• **DATA LISTING**
[Begin]

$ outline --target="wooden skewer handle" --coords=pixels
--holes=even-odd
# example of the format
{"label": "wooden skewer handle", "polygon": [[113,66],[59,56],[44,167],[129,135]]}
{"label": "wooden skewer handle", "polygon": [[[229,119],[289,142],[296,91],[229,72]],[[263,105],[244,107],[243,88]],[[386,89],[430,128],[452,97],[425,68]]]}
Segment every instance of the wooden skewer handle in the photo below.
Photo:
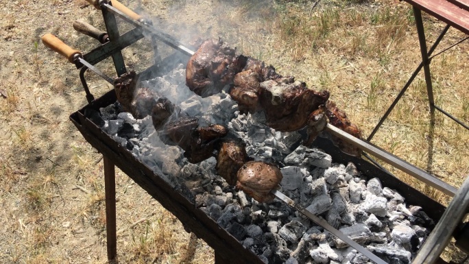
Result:
{"label": "wooden skewer handle", "polygon": [[43,36],[42,40],[43,43],[44,43],[45,45],[69,59],[70,62],[75,63],[73,58],[75,55],[82,55],[82,53],[80,52],[80,51],[71,48],[50,33],[47,33]]}
{"label": "wooden skewer handle", "polygon": [[[86,0],[86,1],[94,5],[95,8],[101,9],[101,6],[99,5],[99,0]],[[142,16],[130,10],[128,7],[123,5],[117,0],[111,0],[110,2],[113,7],[116,8],[116,9],[125,14],[126,15],[130,16],[132,19],[139,21],[142,19]]]}
{"label": "wooden skewer handle", "polygon": [[73,22],[73,28],[75,30],[95,38],[101,43],[104,41],[103,37],[107,34],[105,32],[98,29],[82,19]]}
{"label": "wooden skewer handle", "polygon": [[111,0],[111,3],[112,4],[113,7],[116,8],[117,10],[125,14],[126,15],[130,16],[134,20],[139,21],[141,19],[142,19],[142,16],[130,10],[128,7],[121,4],[117,0]]}

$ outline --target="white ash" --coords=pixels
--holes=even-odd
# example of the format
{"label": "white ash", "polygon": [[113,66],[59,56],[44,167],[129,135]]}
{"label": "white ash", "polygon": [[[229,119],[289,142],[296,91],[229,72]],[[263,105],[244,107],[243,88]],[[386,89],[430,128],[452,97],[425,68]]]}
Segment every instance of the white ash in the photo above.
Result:
{"label": "white ash", "polygon": [[[143,85],[198,117],[201,125],[226,125],[250,158],[279,165],[280,191],[386,261],[409,263],[434,226],[421,208],[409,206],[378,178],[365,179],[353,163],[334,163],[324,151],[301,145],[300,133],[267,127],[262,112],[239,115],[226,91],[194,95],[182,65]],[[215,158],[189,163],[179,147],[160,141],[151,117],[136,120],[119,103],[85,115],[265,263],[371,263],[282,202],[258,203],[229,186],[217,175]]]}

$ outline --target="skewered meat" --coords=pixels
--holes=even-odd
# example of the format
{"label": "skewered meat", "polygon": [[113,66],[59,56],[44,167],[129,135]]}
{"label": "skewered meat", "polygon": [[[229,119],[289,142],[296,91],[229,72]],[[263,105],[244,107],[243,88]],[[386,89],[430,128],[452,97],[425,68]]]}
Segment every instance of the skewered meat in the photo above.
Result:
{"label": "skewered meat", "polygon": [[158,98],[152,108],[152,121],[155,130],[160,130],[176,112],[179,110],[171,101],[165,97]]}
{"label": "skewered meat", "polygon": [[195,132],[202,141],[213,141],[225,136],[228,129],[219,124],[212,124],[203,128],[197,128]]}
{"label": "skewered meat", "polygon": [[267,125],[282,131],[296,131],[304,127],[310,114],[328,100],[329,92],[309,89],[293,77],[269,80],[261,83],[259,102]]}
{"label": "skewered meat", "polygon": [[[328,101],[326,104],[326,115],[329,119],[329,123],[356,138],[361,139],[361,132],[358,127],[350,122],[346,112],[339,109],[335,103]],[[330,137],[334,144],[339,147],[342,152],[355,156],[361,156],[361,150],[358,147],[347,143],[336,136],[331,136]]]}
{"label": "skewered meat", "polygon": [[263,78],[254,69],[241,71],[234,76],[234,86],[230,95],[238,102],[241,113],[254,112],[258,108],[259,84]]}
{"label": "skewered meat", "polygon": [[117,101],[121,103],[124,110],[132,115],[130,104],[134,99],[136,82],[136,73],[133,71],[124,73],[114,80],[114,89],[116,91]]}
{"label": "skewered meat", "polygon": [[184,151],[191,150],[192,133],[199,125],[199,119],[187,115],[168,123],[159,134],[162,141],[168,145],[177,145]]}
{"label": "skewered meat", "polygon": [[308,139],[304,145],[310,145],[324,130],[326,125],[327,125],[326,107],[321,105],[319,108],[313,111],[308,118],[308,123],[306,124]]}
{"label": "skewered meat", "polygon": [[245,163],[239,169],[237,176],[237,188],[259,202],[273,200],[274,195],[270,191],[283,178],[278,167],[261,161],[249,161]]}
{"label": "skewered meat", "polygon": [[238,170],[248,160],[243,143],[233,141],[224,142],[217,156],[216,169],[218,175],[224,178],[230,185],[234,185],[237,180]]}
{"label": "skewered meat", "polygon": [[168,145],[177,145],[191,163],[198,163],[214,155],[219,140],[228,134],[221,125],[199,127],[198,119],[182,116],[164,126],[159,136]]}
{"label": "skewered meat", "polygon": [[237,56],[235,51],[221,39],[204,42],[187,63],[186,83],[189,89],[204,97],[221,92],[246,64],[248,58]]}

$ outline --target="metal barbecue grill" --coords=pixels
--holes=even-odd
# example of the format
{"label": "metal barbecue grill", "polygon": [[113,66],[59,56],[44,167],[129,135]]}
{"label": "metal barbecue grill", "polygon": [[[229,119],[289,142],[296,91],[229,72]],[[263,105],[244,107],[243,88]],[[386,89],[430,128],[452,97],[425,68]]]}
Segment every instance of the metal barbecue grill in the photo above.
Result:
{"label": "metal barbecue grill", "polygon": [[[73,113],[70,116],[70,119],[83,134],[85,139],[103,154],[106,184],[106,232],[108,259],[110,261],[115,259],[117,254],[115,166],[117,166],[154,198],[157,200],[167,210],[177,217],[187,232],[194,232],[197,237],[204,239],[212,247],[215,252],[215,263],[263,263],[257,255],[243,247],[236,238],[225,229],[220,227],[207,214],[196,208],[194,204],[189,201],[184,193],[181,193],[181,190],[175,189],[169,185],[163,180],[161,175],[156,173],[147,165],[142,163],[141,160],[134,156],[125,147],[117,142],[109,134],[104,132],[88,118],[87,112],[88,111],[91,110],[97,111],[100,108],[105,108],[110,104],[114,104],[117,101],[117,97],[115,91],[112,90],[95,99],[88,88],[86,80],[84,77],[85,71],[89,69],[112,84],[112,79],[104,75],[93,65],[108,57],[112,57],[117,75],[120,76],[125,73],[127,70],[121,50],[143,38],[144,32],[151,36],[152,40],[158,40],[176,49],[174,54],[165,59],[165,64],[172,62],[174,64],[177,62],[185,63],[186,61],[184,60],[189,59],[190,56],[194,53],[193,47],[188,47],[171,36],[156,29],[152,26],[150,22],[115,0],[112,0],[111,2],[108,2],[106,0],[101,0],[99,2],[90,0],[90,3],[102,11],[107,32],[96,29],[83,21],[75,22],[74,27],[77,30],[97,39],[103,43],[101,46],[86,54],[82,54],[80,51],[65,45],[51,35],[45,36],[43,41],[45,44],[69,58],[70,62],[75,63],[77,69],[81,69],[80,77],[83,84],[88,104]],[[115,16],[121,17],[135,26],[135,27],[121,35],[117,29]],[[152,41],[152,43],[154,43],[154,49],[156,52],[157,48],[154,41]],[[143,79],[149,79],[154,77],[155,72],[164,71],[159,67],[160,64],[163,64],[163,63],[158,64],[157,62],[155,65],[141,73],[140,76]],[[409,164],[398,157],[394,156],[369,142],[357,139],[332,125],[328,125],[326,130],[331,134],[356,145],[365,152],[387,162],[426,184],[450,196],[455,197],[448,207],[448,210],[446,210],[445,212],[446,208],[440,204],[429,198],[373,164],[363,159],[342,153],[328,140],[318,138],[313,143],[315,146],[323,149],[327,149],[328,154],[333,156],[335,162],[345,163],[352,162],[356,165],[357,169],[365,176],[370,178],[379,178],[383,186],[396,189],[405,197],[406,201],[409,203],[420,205],[424,210],[426,210],[426,213],[430,217],[435,221],[439,221],[438,225],[437,225],[432,235],[428,239],[429,242],[427,242],[424,245],[424,248],[421,250],[421,252],[424,252],[422,254],[424,254],[425,256],[420,256],[420,258],[426,258],[424,263],[434,263],[438,260],[439,255],[444,249],[444,245],[446,245],[446,241],[450,237],[456,226],[459,224],[462,217],[466,211],[466,208],[468,199],[466,197],[466,193],[468,193],[466,189],[469,187],[469,182],[465,182],[463,187],[457,190],[426,171]],[[281,193],[278,194],[277,196],[282,198]],[[288,197],[285,197],[282,200],[286,201],[288,200]],[[286,202],[288,202],[288,201]],[[461,204],[463,207],[460,207],[459,210],[453,210],[454,207],[457,207]],[[294,204],[290,205],[296,206]],[[304,213],[302,212],[304,209],[296,206],[295,208],[300,212]],[[308,212],[304,213],[308,216]],[[317,217],[315,215],[310,215],[309,217],[317,224],[322,226],[368,256],[370,259],[374,261],[374,262],[384,263],[378,258],[376,260],[376,258],[377,257],[367,250],[359,250],[354,246],[351,243],[354,242],[344,234],[340,233],[337,230],[329,230],[325,226],[327,223],[323,223],[325,221],[317,219]],[[315,221],[315,219],[316,219],[316,221]],[[450,224],[450,223],[451,224]],[[339,232],[339,233],[336,234],[335,232]],[[437,239],[440,238],[445,241],[443,247],[440,245],[435,248],[436,241],[432,240],[435,237]],[[462,239],[461,241],[464,241],[465,240]],[[348,243],[350,241],[351,242]],[[365,252],[361,251],[363,250]],[[422,254],[420,254],[420,255],[422,255]]]}

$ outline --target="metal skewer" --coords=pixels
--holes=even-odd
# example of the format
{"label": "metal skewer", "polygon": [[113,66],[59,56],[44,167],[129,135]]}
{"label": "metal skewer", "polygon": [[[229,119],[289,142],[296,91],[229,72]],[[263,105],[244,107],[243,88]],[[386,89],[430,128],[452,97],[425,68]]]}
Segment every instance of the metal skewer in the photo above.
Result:
{"label": "metal skewer", "polygon": [[69,59],[70,62],[77,65],[77,68],[81,68],[82,66],[85,66],[98,75],[101,76],[103,79],[106,80],[108,82],[114,85],[114,80],[103,73],[95,66],[84,60],[83,59],[83,55],[80,51],[71,48],[50,33],[43,36],[42,40],[45,45]]}
{"label": "metal skewer", "polygon": [[412,165],[405,160],[398,158],[391,153],[387,152],[369,142],[359,139],[329,123],[328,123],[326,126],[326,131],[346,141],[350,144],[358,147],[361,150],[378,157],[387,163],[400,169],[401,171],[422,181],[432,187],[442,191],[448,195],[453,197],[457,191],[457,189],[455,187],[437,178],[431,174],[429,174],[426,171]]}
{"label": "metal skewer", "polygon": [[290,199],[288,196],[285,195],[285,194],[280,193],[280,191],[278,191],[277,190],[272,190],[271,191],[271,193],[272,194],[274,194],[277,198],[285,202],[289,206],[291,206],[294,209],[298,211],[299,212],[300,212],[303,215],[306,215],[306,217],[308,217],[308,218],[313,220],[313,221],[314,221],[315,223],[317,224],[318,225],[322,226],[326,230],[330,232],[333,235],[334,235],[335,236],[336,236],[338,238],[339,238],[340,239],[341,239],[344,242],[348,243],[352,248],[356,249],[358,252],[359,252],[360,253],[365,255],[367,258],[370,259],[370,260],[371,260],[372,261],[373,261],[377,264],[386,264],[386,262],[385,262],[383,260],[382,260],[381,259],[378,257],[374,254],[372,253],[370,250],[363,248],[360,244],[354,241],[352,239],[350,239],[350,237],[346,236],[345,234],[339,231],[338,230],[337,230],[333,226],[330,226],[329,224],[329,223],[328,223],[326,220],[317,217],[316,215],[315,215],[311,212],[306,210],[305,208],[302,208],[301,206],[297,204],[295,202],[295,201]]}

[End]

Count the lines in the rows above that contain the string "outline", matching case exactly, and give only the number.

5